(Point-per-instance localization data)

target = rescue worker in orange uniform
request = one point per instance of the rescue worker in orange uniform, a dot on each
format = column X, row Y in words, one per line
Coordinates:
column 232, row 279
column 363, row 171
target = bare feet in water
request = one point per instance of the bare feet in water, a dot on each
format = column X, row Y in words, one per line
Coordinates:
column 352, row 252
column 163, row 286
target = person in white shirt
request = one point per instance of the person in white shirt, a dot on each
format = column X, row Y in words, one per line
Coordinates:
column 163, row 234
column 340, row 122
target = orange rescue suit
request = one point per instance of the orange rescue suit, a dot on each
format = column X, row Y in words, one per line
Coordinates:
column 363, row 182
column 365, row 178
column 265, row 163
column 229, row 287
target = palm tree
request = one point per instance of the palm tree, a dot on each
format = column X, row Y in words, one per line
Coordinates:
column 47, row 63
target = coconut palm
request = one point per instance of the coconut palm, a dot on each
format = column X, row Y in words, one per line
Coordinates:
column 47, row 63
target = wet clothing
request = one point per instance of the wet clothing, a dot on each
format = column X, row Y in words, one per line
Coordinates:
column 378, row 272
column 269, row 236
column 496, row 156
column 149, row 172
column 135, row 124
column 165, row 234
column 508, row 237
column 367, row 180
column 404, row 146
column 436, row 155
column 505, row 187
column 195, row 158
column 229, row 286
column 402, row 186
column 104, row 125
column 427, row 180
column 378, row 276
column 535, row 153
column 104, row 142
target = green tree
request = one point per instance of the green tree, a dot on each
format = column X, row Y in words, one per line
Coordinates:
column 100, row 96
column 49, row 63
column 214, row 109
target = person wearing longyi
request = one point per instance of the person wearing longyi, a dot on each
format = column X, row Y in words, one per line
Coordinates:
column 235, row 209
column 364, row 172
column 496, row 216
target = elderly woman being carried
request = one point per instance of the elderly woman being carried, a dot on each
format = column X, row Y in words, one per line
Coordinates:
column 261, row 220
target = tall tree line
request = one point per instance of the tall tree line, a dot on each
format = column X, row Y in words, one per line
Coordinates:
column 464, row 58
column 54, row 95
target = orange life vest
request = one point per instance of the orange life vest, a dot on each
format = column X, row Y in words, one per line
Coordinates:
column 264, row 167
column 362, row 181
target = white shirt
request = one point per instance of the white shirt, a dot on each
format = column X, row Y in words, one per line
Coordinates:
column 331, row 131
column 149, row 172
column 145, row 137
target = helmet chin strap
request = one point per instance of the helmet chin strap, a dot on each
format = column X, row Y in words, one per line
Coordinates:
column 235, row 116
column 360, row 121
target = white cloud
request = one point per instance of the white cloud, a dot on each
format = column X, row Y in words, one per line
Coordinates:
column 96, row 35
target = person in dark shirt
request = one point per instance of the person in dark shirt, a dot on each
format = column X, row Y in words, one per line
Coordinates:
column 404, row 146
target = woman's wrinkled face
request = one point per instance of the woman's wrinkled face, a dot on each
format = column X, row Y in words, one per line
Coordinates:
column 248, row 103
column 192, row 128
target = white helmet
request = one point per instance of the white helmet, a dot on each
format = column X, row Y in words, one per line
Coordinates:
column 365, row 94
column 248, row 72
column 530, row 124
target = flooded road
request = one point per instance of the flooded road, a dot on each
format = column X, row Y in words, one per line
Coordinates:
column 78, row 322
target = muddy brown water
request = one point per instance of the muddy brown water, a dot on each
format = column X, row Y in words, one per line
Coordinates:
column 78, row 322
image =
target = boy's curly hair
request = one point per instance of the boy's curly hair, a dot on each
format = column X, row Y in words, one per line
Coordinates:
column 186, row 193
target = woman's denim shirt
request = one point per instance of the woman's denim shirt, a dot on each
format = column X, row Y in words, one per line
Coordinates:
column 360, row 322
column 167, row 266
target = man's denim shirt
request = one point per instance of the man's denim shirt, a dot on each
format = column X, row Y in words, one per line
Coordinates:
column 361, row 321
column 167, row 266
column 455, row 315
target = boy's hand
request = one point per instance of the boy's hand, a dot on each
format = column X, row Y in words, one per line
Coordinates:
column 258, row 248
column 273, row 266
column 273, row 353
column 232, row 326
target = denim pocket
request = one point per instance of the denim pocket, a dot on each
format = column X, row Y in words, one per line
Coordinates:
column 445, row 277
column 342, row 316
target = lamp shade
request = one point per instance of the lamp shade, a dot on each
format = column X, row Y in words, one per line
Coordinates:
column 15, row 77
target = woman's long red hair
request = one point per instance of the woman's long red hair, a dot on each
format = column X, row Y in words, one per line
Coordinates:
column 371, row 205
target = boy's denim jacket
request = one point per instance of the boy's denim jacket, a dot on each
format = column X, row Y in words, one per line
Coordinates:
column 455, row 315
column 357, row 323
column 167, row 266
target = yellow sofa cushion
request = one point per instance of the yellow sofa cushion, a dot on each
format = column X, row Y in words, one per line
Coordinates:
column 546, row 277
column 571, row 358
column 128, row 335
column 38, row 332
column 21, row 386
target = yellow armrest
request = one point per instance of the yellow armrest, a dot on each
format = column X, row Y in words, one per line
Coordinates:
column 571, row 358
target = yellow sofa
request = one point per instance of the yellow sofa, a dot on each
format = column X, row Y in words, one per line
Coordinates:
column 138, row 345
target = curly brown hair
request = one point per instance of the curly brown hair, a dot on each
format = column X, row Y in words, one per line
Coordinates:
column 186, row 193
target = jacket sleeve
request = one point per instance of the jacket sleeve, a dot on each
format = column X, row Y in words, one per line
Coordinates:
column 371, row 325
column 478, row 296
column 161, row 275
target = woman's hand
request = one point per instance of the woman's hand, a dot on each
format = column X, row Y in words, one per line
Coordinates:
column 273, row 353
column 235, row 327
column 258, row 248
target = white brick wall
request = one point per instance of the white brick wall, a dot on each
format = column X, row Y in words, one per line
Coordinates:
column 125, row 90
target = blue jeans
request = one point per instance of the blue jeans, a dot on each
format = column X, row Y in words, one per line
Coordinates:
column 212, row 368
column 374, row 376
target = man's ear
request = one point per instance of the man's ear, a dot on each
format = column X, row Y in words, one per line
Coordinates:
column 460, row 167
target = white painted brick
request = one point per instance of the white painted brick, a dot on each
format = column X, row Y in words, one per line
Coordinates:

* [WORK REQUIRED] Looking at the entries above, copy out every line in which "shirt" occurs.

* [ANSWER TO THIS TASK]
target = person in white shirt
request = one point per instance of the person in white shirt, a dot on each
target = white shirt
request = one point per instance of the white shirt, a dot on each
target = person in dark shirt
request = one point per instance of the person in dark shirt, a dot on each
target = woman's denim shirt
request = one point per instance of the woman's denim shirt, a dot on each
target = man's denim shirt
request = one point per instance of the man's denim shirt, a dot on each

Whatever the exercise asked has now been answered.